**Questions on the material:**
**1)** According to the Balaitous page, how many patients was Balaitous trained on?
**2)** Decide whether each statement below agrees with the Balaitous page: (a) Balaitous gives a probability for severe outcome, defined as intubation or death within one month; (b) the hold-out validation dataset contained 2,000 patients; (c) the lung segmentation mask comes from a 3D U-Net. Answer yes or no for each, quoting the deciding words of the page.
**3)** Transcribe the passage of the Balaitous page that begins with the words "simon.jegou.ia@gmail.com" and ends with "sourced on GitHub.", character for character.

Balaitous

About

Editors:

simon.j

LuukBoulogne

Contact email:

simon.jegou.ia@gmail.com

Image Version:

59a5ba2f-dce4-4117-bad8-e19f6199e964 — April 8, 2022

Summary

Balaitous is an updated version of the AI-severity model described in Lassau et al., 2021. It has been open sourced on GitHub.

Given an input CT scan, Balaitous outputs a probability for COVID disease and a probability for severe outcome, defined as intubation or death within one month.

It was trained on 2,000 patients from the public STOIC database and achieved the best performance on an hold-out validation dataset of 800 patients during qualification phase of the STOIC-2021 challenge (see leaderboard).

Mechanism

The processing steps of Balaitous are the following :

The scan is resized to a pixel spacing of (1.5mm, 1.5mm, 5mm) and reshaped to a shape of (224, 224, Z)
A lung segmentation mask is obtained using a 2D U-Net (source)

**Data to examine:**
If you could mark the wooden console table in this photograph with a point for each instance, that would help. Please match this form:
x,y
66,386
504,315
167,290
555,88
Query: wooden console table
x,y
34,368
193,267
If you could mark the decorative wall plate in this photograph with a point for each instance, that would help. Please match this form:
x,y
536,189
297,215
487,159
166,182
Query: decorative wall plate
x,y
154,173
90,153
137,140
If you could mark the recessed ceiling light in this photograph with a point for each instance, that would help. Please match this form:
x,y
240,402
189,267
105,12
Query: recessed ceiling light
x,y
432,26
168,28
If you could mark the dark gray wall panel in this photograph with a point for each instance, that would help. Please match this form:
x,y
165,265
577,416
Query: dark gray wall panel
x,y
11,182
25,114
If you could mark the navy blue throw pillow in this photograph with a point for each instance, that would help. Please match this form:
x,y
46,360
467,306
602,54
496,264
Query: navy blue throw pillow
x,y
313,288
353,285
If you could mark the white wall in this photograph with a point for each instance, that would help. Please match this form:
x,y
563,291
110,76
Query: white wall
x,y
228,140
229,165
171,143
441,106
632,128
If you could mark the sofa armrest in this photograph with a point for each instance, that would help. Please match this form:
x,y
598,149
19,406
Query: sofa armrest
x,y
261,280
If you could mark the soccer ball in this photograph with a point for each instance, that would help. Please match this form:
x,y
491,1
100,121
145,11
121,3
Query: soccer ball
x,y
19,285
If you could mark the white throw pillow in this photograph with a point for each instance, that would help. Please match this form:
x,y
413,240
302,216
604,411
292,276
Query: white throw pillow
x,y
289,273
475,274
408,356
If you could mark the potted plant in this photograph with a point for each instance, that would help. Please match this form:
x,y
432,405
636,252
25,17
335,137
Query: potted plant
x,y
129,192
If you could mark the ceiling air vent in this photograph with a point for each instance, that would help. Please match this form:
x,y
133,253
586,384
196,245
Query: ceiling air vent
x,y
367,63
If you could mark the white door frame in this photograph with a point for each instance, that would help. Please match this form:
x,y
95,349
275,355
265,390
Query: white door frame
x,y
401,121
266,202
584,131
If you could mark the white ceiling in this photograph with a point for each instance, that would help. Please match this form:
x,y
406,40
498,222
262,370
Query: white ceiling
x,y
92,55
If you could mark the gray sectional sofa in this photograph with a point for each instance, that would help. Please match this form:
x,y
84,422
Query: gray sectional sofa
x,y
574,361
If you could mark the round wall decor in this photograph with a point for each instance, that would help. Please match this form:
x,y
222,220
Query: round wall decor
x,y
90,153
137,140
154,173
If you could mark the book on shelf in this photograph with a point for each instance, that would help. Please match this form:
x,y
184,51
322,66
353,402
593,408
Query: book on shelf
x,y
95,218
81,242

**Set of answers:**
**1)** 2,000 patients from the public STOIC database.

**2)**
(a) Yes: "a probability for severe outcome, defined as intubation or death within one month"
(b) No: "validation dataset of 800 patients"
(c) No: "A lung segmentation mask is obtained using a 2D U-Net"

**3)**
simon.jegou.ia@gmail.com

Image Version:

59a5ba2f-dce4-4117-bad8-e19f6199e964 — April 8, 2022

Summary

Balaitous is an updated version of the AI-severity model described in Lassau et al., 2021. It has been open sourced on GitHub.